■ **GOAL OF THE EXERCISE**: Each line of the records below that holds "table" should be returned.

■ **DATA EXTRACTS**:
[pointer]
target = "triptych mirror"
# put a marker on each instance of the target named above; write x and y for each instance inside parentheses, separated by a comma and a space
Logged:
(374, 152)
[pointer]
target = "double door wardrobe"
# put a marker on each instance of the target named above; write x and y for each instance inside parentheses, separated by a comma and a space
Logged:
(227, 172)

* * *

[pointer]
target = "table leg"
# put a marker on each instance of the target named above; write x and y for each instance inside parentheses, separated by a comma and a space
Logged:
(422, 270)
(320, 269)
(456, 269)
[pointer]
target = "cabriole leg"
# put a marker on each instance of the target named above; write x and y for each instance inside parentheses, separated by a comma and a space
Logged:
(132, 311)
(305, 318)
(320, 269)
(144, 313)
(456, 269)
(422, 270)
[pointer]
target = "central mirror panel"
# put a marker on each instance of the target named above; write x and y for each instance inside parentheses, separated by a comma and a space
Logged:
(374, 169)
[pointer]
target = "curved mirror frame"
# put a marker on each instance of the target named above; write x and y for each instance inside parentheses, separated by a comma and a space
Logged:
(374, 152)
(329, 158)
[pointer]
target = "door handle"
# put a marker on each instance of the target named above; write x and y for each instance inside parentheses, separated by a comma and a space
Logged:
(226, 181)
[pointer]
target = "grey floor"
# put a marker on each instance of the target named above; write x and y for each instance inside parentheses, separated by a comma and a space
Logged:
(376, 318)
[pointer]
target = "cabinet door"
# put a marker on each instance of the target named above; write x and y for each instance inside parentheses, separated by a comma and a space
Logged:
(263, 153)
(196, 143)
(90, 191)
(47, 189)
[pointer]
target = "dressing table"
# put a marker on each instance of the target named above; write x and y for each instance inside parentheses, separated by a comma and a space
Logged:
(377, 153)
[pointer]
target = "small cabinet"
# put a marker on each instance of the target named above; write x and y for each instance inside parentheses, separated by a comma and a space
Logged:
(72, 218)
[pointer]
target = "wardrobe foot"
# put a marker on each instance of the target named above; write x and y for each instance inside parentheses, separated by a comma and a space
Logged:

■ **YOUR RESPONSE**:
target = "table leg"
target = "dressing table"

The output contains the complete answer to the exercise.